[Extracts from a box-labeled dataset]
---

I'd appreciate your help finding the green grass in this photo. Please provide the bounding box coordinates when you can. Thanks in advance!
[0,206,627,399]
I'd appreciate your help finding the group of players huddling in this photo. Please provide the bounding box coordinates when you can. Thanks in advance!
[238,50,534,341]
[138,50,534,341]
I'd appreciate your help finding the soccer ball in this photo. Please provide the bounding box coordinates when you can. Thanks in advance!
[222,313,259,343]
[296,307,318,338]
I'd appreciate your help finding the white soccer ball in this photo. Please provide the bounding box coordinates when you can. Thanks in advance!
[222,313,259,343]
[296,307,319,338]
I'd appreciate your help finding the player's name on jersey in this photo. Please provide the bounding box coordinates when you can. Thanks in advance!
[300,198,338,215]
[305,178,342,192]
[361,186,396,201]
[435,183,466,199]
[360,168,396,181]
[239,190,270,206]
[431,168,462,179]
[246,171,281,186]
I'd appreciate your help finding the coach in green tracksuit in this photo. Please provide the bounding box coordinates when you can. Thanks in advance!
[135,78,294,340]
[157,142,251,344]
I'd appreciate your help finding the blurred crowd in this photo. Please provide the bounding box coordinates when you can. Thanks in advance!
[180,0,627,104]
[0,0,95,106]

---

### [PROBLEM DETAILS]
Quote all of the records above verbatim, reproducing every line without any change.

### [RIGHT ANSWER]
I'd appreciate your help finding the green grass in this photo. Please provide the bounding box coordinates when you can. Thanks in advance!
[0,206,627,399]
I'd appreciate your help finding the group of players huddling in this photo. Please provide the bounding box coordinates when you can. Thanks in advance!
[238,50,534,341]
[138,50,534,341]
I'd appreciate your help finding the soccer ball in this photo. Please provide the bounding box coordinates when you can. Thanks in advance!
[222,313,259,343]
[296,307,318,338]
I'd appreciate your help finding the white soccer ball in this photo. Please provide the bounding box coordinates when you can. Thanks in advance!
[222,313,259,343]
[296,307,319,338]
I'd appreciate your help finding the player's name on jersey in this photo. Please provide the bounding box coordinates when you can. Thanks in advance!
[300,198,338,215]
[305,178,342,192]
[361,186,396,201]
[435,183,466,199]
[360,168,396,181]
[239,190,270,206]
[431,168,462,179]
[246,171,281,186]
I'd appreciate your help finding the coach in green tracksuit in this photo. Please provide the bounding box coordinates when you can. Thanks in advance!
[135,78,294,340]
[157,142,251,344]
I'd appreciate your help finding the blurred crowd in this photo. Please provide the bounding box coordinates when you can. Thanks in advance!
[180,0,627,104]
[0,0,95,106]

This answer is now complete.